[Material to process]
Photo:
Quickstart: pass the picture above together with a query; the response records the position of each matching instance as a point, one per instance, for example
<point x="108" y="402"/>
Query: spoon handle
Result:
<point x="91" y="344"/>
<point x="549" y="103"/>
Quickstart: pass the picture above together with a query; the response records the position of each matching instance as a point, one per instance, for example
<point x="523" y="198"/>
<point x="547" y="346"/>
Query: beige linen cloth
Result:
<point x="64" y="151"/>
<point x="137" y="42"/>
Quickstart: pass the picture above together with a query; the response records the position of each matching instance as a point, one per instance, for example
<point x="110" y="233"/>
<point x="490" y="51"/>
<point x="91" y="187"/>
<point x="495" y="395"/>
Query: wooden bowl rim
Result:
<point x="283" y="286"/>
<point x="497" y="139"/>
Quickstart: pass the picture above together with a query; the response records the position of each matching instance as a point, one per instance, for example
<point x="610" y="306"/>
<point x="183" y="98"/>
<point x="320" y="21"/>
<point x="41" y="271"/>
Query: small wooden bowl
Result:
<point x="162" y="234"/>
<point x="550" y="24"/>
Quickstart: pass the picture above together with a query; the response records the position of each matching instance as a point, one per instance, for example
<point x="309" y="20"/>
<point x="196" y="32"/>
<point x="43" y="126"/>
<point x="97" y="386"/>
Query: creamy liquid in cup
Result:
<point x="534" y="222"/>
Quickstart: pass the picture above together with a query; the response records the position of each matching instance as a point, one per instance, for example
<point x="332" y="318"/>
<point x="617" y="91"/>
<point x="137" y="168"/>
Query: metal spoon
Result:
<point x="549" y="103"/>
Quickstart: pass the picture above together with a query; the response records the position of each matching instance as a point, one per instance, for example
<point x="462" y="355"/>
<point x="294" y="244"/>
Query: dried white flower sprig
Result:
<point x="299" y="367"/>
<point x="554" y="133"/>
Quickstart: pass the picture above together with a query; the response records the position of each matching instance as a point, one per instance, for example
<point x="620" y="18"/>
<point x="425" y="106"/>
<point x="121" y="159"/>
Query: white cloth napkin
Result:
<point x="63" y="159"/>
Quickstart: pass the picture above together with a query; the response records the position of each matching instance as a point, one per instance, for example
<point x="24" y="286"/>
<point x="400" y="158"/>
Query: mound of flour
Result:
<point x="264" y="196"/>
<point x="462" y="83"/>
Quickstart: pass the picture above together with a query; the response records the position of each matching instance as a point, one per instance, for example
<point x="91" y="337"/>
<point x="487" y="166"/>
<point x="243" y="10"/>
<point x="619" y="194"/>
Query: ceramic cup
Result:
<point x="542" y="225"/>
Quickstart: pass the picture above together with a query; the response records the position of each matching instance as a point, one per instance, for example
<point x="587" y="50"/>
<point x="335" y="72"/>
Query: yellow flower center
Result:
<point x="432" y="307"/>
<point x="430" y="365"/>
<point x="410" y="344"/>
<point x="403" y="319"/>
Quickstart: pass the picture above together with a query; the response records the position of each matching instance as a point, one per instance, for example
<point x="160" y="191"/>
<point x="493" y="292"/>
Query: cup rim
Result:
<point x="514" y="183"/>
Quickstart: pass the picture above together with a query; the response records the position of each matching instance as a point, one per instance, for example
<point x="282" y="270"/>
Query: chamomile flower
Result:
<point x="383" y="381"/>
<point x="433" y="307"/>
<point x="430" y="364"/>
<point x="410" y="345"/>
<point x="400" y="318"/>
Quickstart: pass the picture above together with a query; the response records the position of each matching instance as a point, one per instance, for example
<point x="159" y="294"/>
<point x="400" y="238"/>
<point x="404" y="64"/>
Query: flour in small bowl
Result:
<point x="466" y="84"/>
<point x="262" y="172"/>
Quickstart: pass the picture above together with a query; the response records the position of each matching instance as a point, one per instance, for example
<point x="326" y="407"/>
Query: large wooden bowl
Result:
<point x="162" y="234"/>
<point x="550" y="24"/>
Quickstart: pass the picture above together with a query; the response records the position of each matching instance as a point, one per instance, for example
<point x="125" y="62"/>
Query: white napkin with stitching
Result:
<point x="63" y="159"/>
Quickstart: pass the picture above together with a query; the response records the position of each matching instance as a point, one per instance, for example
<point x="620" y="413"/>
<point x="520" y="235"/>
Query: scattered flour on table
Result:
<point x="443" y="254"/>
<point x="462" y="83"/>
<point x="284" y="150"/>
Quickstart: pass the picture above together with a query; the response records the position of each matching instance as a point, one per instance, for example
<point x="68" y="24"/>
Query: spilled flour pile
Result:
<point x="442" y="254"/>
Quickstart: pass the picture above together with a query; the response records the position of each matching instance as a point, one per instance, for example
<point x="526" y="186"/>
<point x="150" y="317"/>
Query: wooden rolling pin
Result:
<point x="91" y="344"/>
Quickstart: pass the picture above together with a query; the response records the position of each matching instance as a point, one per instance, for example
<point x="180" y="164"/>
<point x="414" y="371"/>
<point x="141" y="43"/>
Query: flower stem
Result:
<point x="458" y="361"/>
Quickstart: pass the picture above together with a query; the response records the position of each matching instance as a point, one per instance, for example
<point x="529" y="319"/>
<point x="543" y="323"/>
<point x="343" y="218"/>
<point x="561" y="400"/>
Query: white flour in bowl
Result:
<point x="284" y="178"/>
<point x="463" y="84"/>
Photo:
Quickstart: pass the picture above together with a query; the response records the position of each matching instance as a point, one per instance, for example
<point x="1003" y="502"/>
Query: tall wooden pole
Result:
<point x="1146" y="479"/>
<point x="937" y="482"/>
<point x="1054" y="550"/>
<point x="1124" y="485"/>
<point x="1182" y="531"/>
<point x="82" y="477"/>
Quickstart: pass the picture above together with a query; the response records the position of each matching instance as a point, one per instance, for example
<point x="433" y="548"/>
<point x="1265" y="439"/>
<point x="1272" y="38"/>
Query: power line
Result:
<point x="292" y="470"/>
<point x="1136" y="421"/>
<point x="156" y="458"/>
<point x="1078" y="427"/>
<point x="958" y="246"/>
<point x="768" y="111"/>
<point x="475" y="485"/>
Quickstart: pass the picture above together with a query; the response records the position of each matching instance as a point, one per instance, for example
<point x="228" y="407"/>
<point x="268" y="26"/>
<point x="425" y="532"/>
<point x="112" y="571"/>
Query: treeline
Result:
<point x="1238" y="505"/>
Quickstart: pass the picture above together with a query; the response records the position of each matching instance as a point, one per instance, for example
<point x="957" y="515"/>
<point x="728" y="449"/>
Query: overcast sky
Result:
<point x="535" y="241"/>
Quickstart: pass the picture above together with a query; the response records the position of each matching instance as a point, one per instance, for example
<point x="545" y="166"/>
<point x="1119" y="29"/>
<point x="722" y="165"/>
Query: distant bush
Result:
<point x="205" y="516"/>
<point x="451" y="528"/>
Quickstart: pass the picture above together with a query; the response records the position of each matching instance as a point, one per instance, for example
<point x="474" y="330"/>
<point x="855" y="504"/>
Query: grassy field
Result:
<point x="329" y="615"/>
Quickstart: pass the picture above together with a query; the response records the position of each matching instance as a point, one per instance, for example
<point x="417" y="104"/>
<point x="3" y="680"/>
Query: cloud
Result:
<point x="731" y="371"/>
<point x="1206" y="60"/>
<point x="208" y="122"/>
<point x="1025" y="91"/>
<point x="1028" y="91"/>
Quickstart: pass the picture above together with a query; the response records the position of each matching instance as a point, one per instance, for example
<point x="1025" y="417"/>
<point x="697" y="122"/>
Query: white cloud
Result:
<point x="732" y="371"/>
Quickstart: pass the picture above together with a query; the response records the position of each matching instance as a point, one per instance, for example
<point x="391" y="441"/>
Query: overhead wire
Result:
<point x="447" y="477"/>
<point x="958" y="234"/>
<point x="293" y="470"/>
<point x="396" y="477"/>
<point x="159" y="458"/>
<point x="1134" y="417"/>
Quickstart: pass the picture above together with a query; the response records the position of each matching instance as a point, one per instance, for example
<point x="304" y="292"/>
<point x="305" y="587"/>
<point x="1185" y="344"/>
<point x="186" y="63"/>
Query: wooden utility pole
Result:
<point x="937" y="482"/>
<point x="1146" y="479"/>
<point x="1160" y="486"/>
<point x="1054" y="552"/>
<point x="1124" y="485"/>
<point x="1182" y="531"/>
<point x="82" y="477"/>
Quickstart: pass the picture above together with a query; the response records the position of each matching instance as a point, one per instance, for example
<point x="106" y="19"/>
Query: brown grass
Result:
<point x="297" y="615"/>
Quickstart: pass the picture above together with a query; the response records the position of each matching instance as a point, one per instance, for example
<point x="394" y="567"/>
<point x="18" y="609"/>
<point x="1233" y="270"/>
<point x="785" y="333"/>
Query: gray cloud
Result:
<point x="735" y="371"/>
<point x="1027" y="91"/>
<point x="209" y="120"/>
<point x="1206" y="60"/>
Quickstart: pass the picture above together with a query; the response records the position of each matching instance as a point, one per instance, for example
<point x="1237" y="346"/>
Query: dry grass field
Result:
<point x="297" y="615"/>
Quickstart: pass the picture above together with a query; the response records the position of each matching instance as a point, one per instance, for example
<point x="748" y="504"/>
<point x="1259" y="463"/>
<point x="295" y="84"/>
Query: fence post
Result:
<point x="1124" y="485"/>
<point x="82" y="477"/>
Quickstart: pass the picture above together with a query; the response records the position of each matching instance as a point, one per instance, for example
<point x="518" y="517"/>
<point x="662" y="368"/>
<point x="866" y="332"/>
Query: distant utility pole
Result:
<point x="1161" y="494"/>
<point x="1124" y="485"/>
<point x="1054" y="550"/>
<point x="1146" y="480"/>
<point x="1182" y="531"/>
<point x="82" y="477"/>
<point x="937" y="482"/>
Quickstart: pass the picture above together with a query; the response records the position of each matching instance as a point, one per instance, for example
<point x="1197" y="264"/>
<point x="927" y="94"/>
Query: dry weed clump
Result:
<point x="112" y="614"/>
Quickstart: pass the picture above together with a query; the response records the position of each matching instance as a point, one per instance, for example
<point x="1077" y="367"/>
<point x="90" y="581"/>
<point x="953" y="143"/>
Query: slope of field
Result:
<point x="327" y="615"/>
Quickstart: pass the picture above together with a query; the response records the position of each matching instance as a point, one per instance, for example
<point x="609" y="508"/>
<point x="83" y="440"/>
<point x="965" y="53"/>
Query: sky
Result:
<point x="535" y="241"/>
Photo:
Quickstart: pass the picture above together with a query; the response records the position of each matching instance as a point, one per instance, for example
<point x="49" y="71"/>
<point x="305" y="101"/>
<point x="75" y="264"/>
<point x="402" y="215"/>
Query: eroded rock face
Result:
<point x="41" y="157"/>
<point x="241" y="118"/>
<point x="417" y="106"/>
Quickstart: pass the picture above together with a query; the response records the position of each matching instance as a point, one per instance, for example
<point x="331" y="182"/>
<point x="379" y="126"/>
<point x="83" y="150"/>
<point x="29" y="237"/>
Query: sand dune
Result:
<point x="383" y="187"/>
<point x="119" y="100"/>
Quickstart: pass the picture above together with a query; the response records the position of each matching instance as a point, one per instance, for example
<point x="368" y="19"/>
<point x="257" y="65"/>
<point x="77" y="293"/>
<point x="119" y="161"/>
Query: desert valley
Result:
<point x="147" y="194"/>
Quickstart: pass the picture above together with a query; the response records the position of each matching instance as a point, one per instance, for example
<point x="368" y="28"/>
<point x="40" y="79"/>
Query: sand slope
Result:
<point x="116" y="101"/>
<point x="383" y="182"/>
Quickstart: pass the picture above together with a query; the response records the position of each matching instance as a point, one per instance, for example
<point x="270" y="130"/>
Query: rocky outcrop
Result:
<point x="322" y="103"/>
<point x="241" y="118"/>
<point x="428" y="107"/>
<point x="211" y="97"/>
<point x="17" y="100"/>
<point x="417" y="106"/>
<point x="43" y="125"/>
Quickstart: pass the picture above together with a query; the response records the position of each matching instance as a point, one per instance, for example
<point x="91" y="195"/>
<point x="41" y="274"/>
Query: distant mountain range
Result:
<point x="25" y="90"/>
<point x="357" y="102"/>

[Task details] Return each line of the listing above that contains the string "flour", treating uppercase and lowercase letters as distinct.

[Correct response]
Query: mound of flour
Query: flour in small bowl
Query: scattered flour on table
Query: spilled flour pile
Query: white flour in bowl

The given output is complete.